## WHAT TO PRODUCE
Retype the material below. Keep every word exactly as it is.

## RECORDS PROVIDED
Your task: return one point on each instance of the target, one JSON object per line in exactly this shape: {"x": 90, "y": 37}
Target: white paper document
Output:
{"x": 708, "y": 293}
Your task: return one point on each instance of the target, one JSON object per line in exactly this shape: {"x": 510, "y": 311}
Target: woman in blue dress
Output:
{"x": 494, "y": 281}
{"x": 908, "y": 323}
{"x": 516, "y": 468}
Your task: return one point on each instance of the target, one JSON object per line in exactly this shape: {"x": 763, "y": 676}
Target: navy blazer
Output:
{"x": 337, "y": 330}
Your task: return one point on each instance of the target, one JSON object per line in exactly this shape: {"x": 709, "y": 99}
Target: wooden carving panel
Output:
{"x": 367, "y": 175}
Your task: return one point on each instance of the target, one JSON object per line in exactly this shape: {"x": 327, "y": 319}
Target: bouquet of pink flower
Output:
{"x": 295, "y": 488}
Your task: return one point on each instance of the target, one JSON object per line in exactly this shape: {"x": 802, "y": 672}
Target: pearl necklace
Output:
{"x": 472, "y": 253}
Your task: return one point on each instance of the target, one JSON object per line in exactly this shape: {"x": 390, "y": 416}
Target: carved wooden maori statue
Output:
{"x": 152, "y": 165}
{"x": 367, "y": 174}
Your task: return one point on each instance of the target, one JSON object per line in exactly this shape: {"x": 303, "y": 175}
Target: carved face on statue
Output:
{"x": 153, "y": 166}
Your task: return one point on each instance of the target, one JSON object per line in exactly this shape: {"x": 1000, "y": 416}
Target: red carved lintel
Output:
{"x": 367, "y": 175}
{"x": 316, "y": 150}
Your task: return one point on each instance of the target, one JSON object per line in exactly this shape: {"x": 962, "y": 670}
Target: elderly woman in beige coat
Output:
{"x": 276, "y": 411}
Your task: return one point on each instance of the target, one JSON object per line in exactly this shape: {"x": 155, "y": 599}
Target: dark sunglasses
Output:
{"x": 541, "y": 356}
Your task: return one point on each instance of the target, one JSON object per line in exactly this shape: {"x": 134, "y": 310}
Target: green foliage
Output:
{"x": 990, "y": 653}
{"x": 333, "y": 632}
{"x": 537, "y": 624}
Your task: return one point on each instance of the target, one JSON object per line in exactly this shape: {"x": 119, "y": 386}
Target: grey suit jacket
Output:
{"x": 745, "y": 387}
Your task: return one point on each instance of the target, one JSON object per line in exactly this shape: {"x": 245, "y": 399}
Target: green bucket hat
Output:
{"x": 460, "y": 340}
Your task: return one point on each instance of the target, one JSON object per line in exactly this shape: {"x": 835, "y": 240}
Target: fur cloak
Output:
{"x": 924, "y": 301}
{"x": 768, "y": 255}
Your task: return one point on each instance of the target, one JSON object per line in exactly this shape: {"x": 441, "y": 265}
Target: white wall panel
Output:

## TASK RESULT
Your task: return one point on each instance of the target, one JSON object per line in exactly this shape: {"x": 90, "y": 37}
Target: white paper document
Output:
{"x": 708, "y": 293}
Your task: return one point on each instance of the target, one JSON object per line in exactly this shape: {"x": 510, "y": 311}
Target: woman in blue dress
Output:
{"x": 494, "y": 281}
{"x": 908, "y": 323}
{"x": 516, "y": 468}
Your task: return one point on each instance of the target, one JSON object per line in exactly this shape: {"x": 763, "y": 676}
Target: navy blazer
Output:
{"x": 337, "y": 330}
Your task: return one point on each instance of the target, one JSON object per line in exactly this shape: {"x": 709, "y": 99}
Target: wooden carving panel
Output:
{"x": 367, "y": 175}
Your task: return one point on each instance of the target, one JSON object per line in exactly this shape: {"x": 327, "y": 319}
Target: bouquet of pink flower
Output:
{"x": 295, "y": 488}
Your task: return one point on each instance of the target, one JSON object per line in exactly this shape: {"x": 802, "y": 672}
Target: pearl necklace
Output:
{"x": 472, "y": 253}
Your task: return one point on each instance of the target, one JSON object per line in exactly this shape: {"x": 390, "y": 416}
Target: carved wooden maori statue
Output:
{"x": 152, "y": 165}
{"x": 367, "y": 174}
Your task: return one point on each instance of the target, one JSON object per line in exactly this shape: {"x": 303, "y": 175}
Target: carved face on statue
Output:
{"x": 153, "y": 166}
Your task: return one point on each instance of the target, one JSON object per line in exactly this shape: {"x": 1000, "y": 416}
Target: red carved lintel
Output:
{"x": 367, "y": 175}
{"x": 316, "y": 150}
Your task: return one point on each instance of the target, one JSON object per line in exactly this shape: {"x": 962, "y": 670}
Target: elderly woman in beige coat
Output:
{"x": 276, "y": 411}
Your task: return one point on each instance of the target, one JSON object per line in exactly this shape: {"x": 155, "y": 599}
Target: dark sunglasses
Output:
{"x": 541, "y": 356}
Your task: return one point on each instance of the target, one JSON object per line in exactly this shape: {"x": 134, "y": 310}
Target: green foliage
Output:
{"x": 990, "y": 653}
{"x": 333, "y": 632}
{"x": 537, "y": 624}
Your task: return one point on each instance of the target, one JSON object per line in exactly this shape: {"x": 119, "y": 386}
Target: grey suit jacket
Output:
{"x": 745, "y": 387}
Your task: return one point on each instance of the target, one JSON object per line in exactly this shape: {"x": 245, "y": 399}
Target: green bucket hat
Output:
{"x": 460, "y": 340}
Your task: return one point on each instance of the target, one JSON object per line in exactly this shape: {"x": 835, "y": 240}
Target: fur cloak
Output:
{"x": 924, "y": 301}
{"x": 768, "y": 255}
Your task: return one point on each instance of the target, one JSON object per line in exactly this shape: {"x": 441, "y": 265}
Target: white wall panel
Output:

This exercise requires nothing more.